WORK INSTRUCTION 1 »
Summarize the eclipse passage in two sentences.
WORK INSTRUCTION 2 »
Rewrite the eclipse passage starting with "A lunar eclipse" and going on through "6:57 a.m. PST.", substituting "deep red" for "fiery orange".
WORK INSTRUCTION 3 »
Continue the eclipse passage from the point where it stops.

EXCERPT PROVIDED »
-- Opening Marker --

First up is a total lunar eclipse that will grace the skies of western Canada December 10, early Saturday morning. Sky-watchers east of Lake Superior will be out of luck as the moon will have set by the time the eclipse gets underway. Best seats in the house will be for Alberta and British Columbia where the entire 51 minutes of totality - when the moon turns red - will be visible low in the western sky.
This will be the last total lunar eclipse until April 2014.
A lunar eclipse occurs when the Moon, Earth and Sun line up with usbeing in the middle. During the eclipse, our planet's shadow is projected onto the full Moon, slowly darkening its surface until it's completely covered. With all the traces of direct sunlight gone, the Moon will glow fiery orange for nearly an hour.
If the skies stay clear start looking at 4:45 am PST for the first signs of the Moon's face darkening as Earth's curved shadow creeps over the left side of the moon. Keep watching the Moon get engulfed and you'll notice that the total eclipse really kicks in at 6:06 a.m. when it enter the deepest part of Earth's shadow, and leaves totality at 6:57 a.m. PST.

-- Closing Marker --

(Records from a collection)

-- Opening Marker --

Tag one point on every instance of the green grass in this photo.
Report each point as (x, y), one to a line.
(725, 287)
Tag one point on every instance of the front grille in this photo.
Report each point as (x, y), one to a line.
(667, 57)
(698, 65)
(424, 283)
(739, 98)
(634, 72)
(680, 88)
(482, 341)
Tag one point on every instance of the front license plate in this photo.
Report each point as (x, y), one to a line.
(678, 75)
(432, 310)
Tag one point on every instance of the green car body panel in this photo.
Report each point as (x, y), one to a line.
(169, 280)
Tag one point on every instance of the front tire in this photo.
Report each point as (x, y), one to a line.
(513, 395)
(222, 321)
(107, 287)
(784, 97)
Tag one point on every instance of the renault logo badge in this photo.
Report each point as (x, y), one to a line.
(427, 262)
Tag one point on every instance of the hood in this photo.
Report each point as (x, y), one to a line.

-- Closing Marker --

YOUR RESPONSE 1 »
A total lunar eclipse early on Saturday, December 10, will be visible from western Canada, with Alberta and British Columbia seeing all 51 minutes of totality low in the western sky, while viewers east of Lake Superior will miss it because the moon will have set. It will be the last total lunar eclipse until April 2014, and the Moon will start darkening at 4:45 a.m. PST, with totality lasting from 6:06 to 6:57 a.m. PST.

YOUR RESPONSE 2 »
A lunar eclipse occurs when the Moon, Earth and Sun line up with usbeing in the middle. During the eclipse, our planet's shadow is projected onto the full Moon, slowly darkening its surface until it's completely covered. With all the traces of direct sunlight gone, the Moon will glow deep red for nearly an hour.
If the skies stay clear start looking at 4:45 am PST for the first signs of the Moon's face darkening as Earth's curved shadow creeps over the left side of the moon. Keep watching the Moon get engulfed and you'll notice that the total eclipse really kicks in at 6:06 a.m. when it enter the deepest part of Earth's shadow, and leaves totality at 6:57 a.m. PST.

YOUR RESPONSE 3 »
Earth's own thick atmosphere causes the spectacular colours on the lunar disc. Sunlight shines through our dust filled air, resulting in the Moon glowing reddish – the same reason we see the Sun turn red during sunsets. The Moon's colour can vary significantly from one eclipse to the next and nobody can predict what the next one will look like. It all depends on how much dust is floating around in Earth's atmosphere at the time.
Coming on the heels of the eclipse is an annual meteor shower that usually doesn't get much fanfare because it occurs under winter-like conditions. But if you are willing to brave the cold temperatures then you may be in for a surprise! The Geminid meteor shower will set the sky ablaze when it peaks overnight on December 13 to 14.
In the light-polluted suburbs observers could see as many as 30 to 50 meteors per hour streaking overhead – pending clear skies, of course. In the dark countryside these numbers may rocket up to as many as 100 shooting stars hourly between the hours of 6 p.m. and 4 a.m. the following morning. With the Moon rising around 9 p.m. local times both nights, it's best to look at the Geminids from nightfall until moonrise.
The Geminids arrive when the Earth passes through clouds of debris, causing tons of this cosmic dust to rain down on Earth. Like all meteor showers, it is named after its parent constellation, Gemini, the twins from Greek legends. Gemini rises above the northeastern horizon about 8:00 p.m. in mid-December; however, it’s worth starting your search for Geminids when Earth begins to encounter the stream of particles as early as December 10 before it reaches it’s peak intensity in the predawn hours of the14 when our local sky is pointing directly into the Geminid meteor stream.
Best way to catch the shooting star show is to look overhead using just your eyes and remember to bundle up with a blanket and hot chocolate.